- [Passage for review]:

────────────────

German anatomist and anthropologist (1822–1897)

Hermann Welcker (8 April 1822 – 12 September 1897) was a German anatomist and anthropologist who was born in Giessen. He was a nephew to philologist Friedrich Gottlieb Welcker (1784–1868).

In 1851 he earned his doctorate from the University of Giessen, and in 1859 he became a professor and prosector at the University of Halle. In 1876 he succeeded Alfred Wilhelm Volkmann (1801–1877) as director of the anatomical institute at Halle.

Along with his anatomical duties, Welcker was also a specialist in the fields of anthropology, ethnology, microscopy and biology. He published numerous articles on each of these subjects. In 1854 he devised a method for measuring blood volume in humans and animals. He also devised a method for measuring red blood cell volume. The eponymous "Welcker's angle" is named after him, which is the anterior, inferior angle of the parietal bone.

────────────────

- [Given data]:
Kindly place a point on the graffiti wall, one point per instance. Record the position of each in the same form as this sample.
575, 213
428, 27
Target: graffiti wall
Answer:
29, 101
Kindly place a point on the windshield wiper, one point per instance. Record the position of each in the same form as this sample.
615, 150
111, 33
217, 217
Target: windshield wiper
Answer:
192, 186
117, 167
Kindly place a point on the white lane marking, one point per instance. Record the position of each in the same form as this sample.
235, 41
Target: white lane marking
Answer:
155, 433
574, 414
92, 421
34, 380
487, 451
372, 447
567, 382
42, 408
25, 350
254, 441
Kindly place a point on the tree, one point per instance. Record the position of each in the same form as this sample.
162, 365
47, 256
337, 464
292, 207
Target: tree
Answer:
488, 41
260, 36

────────────────

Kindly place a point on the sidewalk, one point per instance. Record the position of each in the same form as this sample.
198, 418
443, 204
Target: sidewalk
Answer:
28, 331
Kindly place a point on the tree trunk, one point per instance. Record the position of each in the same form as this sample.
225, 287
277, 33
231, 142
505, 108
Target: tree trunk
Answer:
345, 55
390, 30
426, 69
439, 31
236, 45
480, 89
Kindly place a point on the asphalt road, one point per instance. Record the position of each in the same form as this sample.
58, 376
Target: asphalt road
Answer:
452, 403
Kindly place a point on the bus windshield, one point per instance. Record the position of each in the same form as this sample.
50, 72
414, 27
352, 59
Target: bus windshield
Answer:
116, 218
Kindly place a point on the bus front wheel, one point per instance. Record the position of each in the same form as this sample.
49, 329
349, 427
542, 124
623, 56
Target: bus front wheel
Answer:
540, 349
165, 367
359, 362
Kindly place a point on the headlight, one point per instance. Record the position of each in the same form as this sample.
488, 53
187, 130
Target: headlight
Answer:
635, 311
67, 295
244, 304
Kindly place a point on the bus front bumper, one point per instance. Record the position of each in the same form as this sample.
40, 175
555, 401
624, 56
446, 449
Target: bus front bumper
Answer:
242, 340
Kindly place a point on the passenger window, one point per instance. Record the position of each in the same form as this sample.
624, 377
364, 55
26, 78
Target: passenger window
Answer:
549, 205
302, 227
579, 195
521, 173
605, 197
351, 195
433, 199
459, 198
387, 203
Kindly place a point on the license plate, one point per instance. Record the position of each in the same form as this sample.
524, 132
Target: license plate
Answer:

────────────────

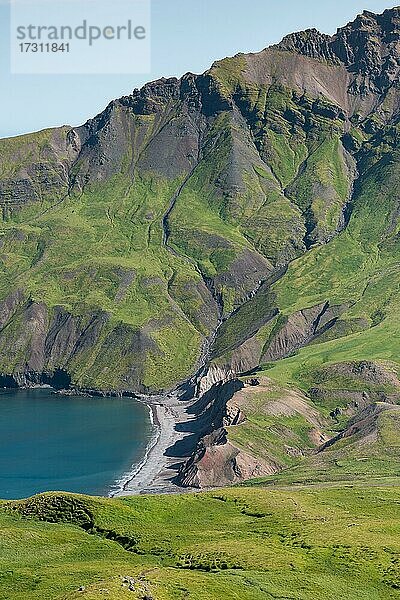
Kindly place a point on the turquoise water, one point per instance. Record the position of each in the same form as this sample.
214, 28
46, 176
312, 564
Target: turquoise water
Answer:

────────────────

- [Brief A]: Translate this sentence from the passage on Hermann Welcker into Spanish: "He published numerous articles on each of these subjects."
- [Brief B]: Continue the passage on Hermann Welcker after its last sentence.

- [Exercise output A]: Publicó numerosos artículos sobre cada uno de estos temas.

- [Exercise output B]:
He is also credited with starting the first study of the persistence of friction ridge skin over time. He recorded his right hand print in 1856 and 1897, publishing a study in 1898.

In 1889 Welcker received a patent for the invention of "galvanic spectacles", which were essentially battery-operated eyeglasses with nosepiece electrodes. These glasses were used as a remedy for nasal congestion. In addition he conducted numerous studies of human skulls, including the famous skulls of Dante Alighieri and Friedrich Schiller.